▶ [To be done]
Without changing a character, return the entries, but not the images they hold.

▶ [Provided records]
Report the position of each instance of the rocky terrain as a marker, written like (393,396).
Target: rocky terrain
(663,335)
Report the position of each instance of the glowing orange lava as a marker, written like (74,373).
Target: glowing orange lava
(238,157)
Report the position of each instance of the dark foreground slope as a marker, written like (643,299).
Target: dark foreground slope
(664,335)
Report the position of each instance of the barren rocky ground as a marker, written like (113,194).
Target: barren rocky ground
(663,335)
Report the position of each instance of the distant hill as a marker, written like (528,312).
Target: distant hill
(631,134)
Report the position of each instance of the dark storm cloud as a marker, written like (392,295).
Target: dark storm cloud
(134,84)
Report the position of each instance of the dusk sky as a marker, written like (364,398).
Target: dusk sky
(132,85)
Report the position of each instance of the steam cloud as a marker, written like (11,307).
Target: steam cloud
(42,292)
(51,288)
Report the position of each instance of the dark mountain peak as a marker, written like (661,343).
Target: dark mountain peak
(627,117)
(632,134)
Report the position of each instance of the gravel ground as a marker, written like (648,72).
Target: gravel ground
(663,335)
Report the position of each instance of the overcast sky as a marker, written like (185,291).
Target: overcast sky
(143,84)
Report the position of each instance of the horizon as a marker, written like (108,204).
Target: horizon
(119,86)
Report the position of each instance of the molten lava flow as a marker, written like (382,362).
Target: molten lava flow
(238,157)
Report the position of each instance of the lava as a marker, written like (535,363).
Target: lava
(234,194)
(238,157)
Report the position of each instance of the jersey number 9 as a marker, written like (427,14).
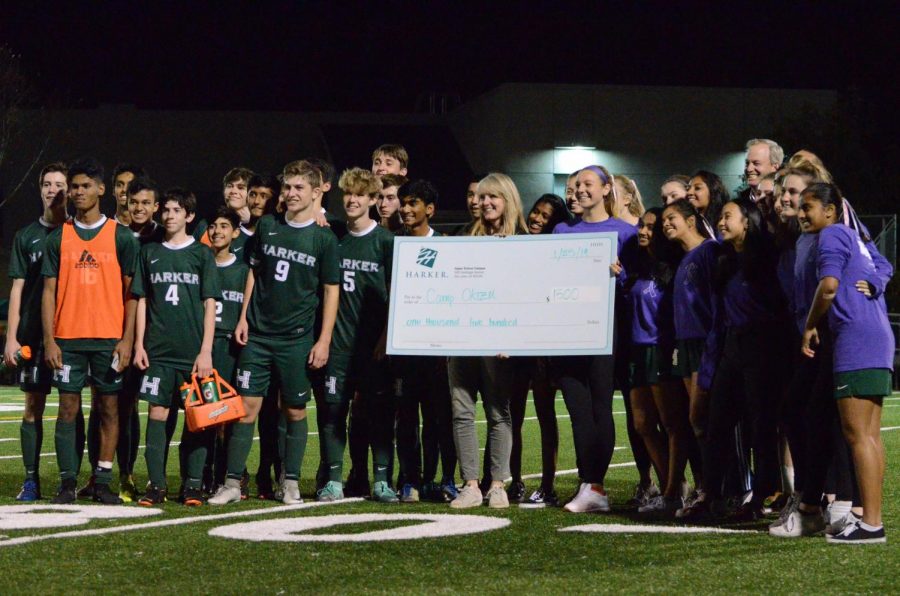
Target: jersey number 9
(281,270)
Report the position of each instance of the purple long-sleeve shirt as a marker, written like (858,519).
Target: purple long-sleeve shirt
(693,292)
(862,334)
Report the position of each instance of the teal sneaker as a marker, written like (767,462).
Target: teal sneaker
(333,491)
(383,493)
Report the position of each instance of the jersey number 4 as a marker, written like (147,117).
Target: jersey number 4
(172,294)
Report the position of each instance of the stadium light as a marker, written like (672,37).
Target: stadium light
(568,158)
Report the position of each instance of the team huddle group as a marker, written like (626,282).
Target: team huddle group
(747,329)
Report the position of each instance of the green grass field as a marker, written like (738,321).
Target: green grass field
(176,549)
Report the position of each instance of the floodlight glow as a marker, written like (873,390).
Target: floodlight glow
(570,159)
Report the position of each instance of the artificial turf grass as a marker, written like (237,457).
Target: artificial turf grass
(530,554)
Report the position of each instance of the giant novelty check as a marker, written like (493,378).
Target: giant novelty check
(519,295)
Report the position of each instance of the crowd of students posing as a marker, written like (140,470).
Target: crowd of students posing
(747,327)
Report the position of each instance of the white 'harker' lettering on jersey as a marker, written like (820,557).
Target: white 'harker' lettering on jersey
(279,252)
(169,277)
(357,265)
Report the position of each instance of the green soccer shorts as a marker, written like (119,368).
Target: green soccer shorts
(264,357)
(80,365)
(160,385)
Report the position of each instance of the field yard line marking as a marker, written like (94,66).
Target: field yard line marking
(170,522)
(52,453)
(627,464)
(646,529)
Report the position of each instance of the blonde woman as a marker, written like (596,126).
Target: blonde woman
(492,376)
(629,206)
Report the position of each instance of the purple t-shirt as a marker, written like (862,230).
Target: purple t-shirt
(646,299)
(862,333)
(627,240)
(805,280)
(693,292)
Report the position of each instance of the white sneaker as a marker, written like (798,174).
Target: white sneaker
(589,499)
(226,493)
(468,497)
(291,493)
(796,524)
(497,498)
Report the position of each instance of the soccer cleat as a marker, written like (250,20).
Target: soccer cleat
(66,494)
(265,493)
(245,485)
(642,494)
(661,505)
(409,494)
(383,493)
(208,483)
(497,498)
(796,524)
(777,502)
(291,493)
(193,497)
(103,494)
(86,492)
(791,505)
(854,533)
(837,526)
(468,497)
(127,489)
(332,491)
(154,495)
(431,491)
(590,499)
(449,491)
(745,513)
(516,492)
(279,487)
(695,512)
(227,493)
(31,491)
(545,497)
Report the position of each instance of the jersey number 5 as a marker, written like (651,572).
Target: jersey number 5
(349,281)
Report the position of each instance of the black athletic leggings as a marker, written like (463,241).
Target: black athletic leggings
(745,388)
(586,383)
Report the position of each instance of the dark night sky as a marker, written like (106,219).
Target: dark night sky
(380,56)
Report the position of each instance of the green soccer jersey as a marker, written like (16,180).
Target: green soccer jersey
(365,261)
(232,280)
(290,263)
(25,263)
(175,282)
(239,244)
(127,249)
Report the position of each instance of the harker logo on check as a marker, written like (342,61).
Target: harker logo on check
(426,257)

▶ [Problem solution]
Report the position of each instance of the rocky terrain as a marker, written like (393,396).
Target: rocky terrain
(663,335)
Report the position of each instance of the glowing orange lava as a marker, written like (74,373).
Target: glowing orange lava
(238,157)
Report the position of each instance of the dark foreground slope as a marker, written like (643,299).
Target: dark foreground slope
(664,335)
Report the position of each instance of the barren rocky ground as a marker, written like (113,194).
Target: barren rocky ground
(663,335)
Report the position of each instance of the distant hill as a marker, written like (528,312).
Target: distant hill
(631,134)
Report the position of each instance of the dark storm cloud as a marker, written like (392,295).
Target: dark storm cloud
(134,84)
Report the position of each instance of the dusk sky as a marker, written like (364,398).
Target: dusk sky
(132,85)
Report the position of each instance of the steam cloud as a marker, written like (11,307).
Target: steam cloud
(42,292)
(51,288)
Report the position of each instance of the dark mountain peak as a marker, written like (661,343).
Target: dark mountain peak
(627,117)
(632,134)
Report the position of each instance of the gravel ground as a marker, written like (648,72).
Target: gravel ground
(663,335)
Report the position of each instance of the overcast sky as a marker, written like (185,291).
Target: overcast sky
(143,84)
Report the position of each instance of the horizon as a marker, written like (108,204).
Target: horizon
(119,86)
Report the position of each instance of the molten lava flow as a marker, written like (382,362).
Target: molten lava flow
(238,157)
Report the position of each instance of the lava as a marker, written like (535,363).
Target: lava
(234,194)
(238,157)
Report the position of each instance of the jersey number 9 as a marker, written like (427,14).
Target: jersey number 9
(281,270)
Report the position of each instance of the purple long-sleeve shirt as a marker, written like (858,519).
Target: purple long-sleeve shirt
(693,292)
(862,334)
Report the position of each instance of the teal sneaker as a marker, written like (767,462).
Target: teal sneaker
(333,491)
(383,493)
Report the position of each instance of the jersey number 4 as a marker, written like (147,117).
Target: jersey number 4
(172,294)
Report the position of each instance of the stadium light as a marker, written like (672,37).
Target: stadium light
(568,158)
Report the position of each instance of the team huddle group as a marker, written like (626,282).
Target: team huddle group
(747,329)
Report the position of each instance of the green grass field as a marker, written like (738,321).
Target: green grass field
(176,549)
Report the position of each instance of the floodlight glow as a marker, written like (873,390).
Target: floodlight glow
(570,159)
Report the position of each instance of the artificial turf grass as a marker, written like (237,457).
Target: artificial turf grass
(530,554)
Report the position of each instance of the giant novelty check as a marker, written like (493,378).
Target: giant novelty check
(519,295)
Report the position of each instance of the crowd of students posing as a marker, written like (140,470).
Target: crowd of students posing
(747,327)
Report the position of each instance of the white 'harker' lettering on jersey as a marker, written like (820,557).
Target: white 'harker' lettering on jersey
(279,252)
(169,277)
(357,265)
Report the position of each instance of the green soccer shorts as a marker, written like (119,368).
Target: green soccer shorts
(264,357)
(80,365)
(160,385)
Report the position of each instance of the field yard line marking as a marker, written like (94,66).
Target: field yard line marking
(170,522)
(52,453)
(627,464)
(646,529)
Report the position of each instance of the blonde woman as a marker, written like (596,126).
Target: blonde woman
(492,376)
(629,206)
Report the position of each instance of the purple t-shirt as a marker, written like (862,230).
Target: purple t-shirt
(646,299)
(862,333)
(627,240)
(805,280)
(693,292)
Report the position of each instance of the white sneaker as a marker, written like (798,174).
Target: white sneaker
(589,499)
(226,493)
(468,497)
(291,493)
(796,524)
(497,498)
Report the position of each instance of the soccer cleat as a marker, written like (250,20).
Target: soccer cleat
(66,494)
(265,493)
(245,485)
(642,494)
(661,505)
(409,494)
(383,493)
(208,483)
(497,498)
(796,524)
(777,502)
(291,493)
(193,497)
(103,494)
(86,492)
(791,505)
(854,533)
(837,526)
(468,497)
(127,489)
(332,491)
(154,495)
(431,491)
(590,499)
(449,491)
(745,513)
(516,492)
(279,487)
(695,512)
(227,493)
(31,491)
(545,497)
Report the position of each instance of the jersey number 5 as a marker, written like (651,572).
Target: jersey number 5
(349,281)
Report the position of each instance of the black athletic leggings as a marker, written like (463,241).
Target: black athletic leggings
(745,388)
(586,383)
Report the position of each instance of the dark night sky as a marker, written like (106,219).
Target: dark night sky
(380,56)
Report the position of each instance of the green soccer jersey as a marker, written like (16,180).
Target: green soccer jersey
(365,261)
(232,280)
(290,263)
(25,263)
(175,282)
(239,244)
(127,249)
Report the position of each instance of the harker logo on check as a marker, written like (342,61).
Target: harker logo on check
(426,257)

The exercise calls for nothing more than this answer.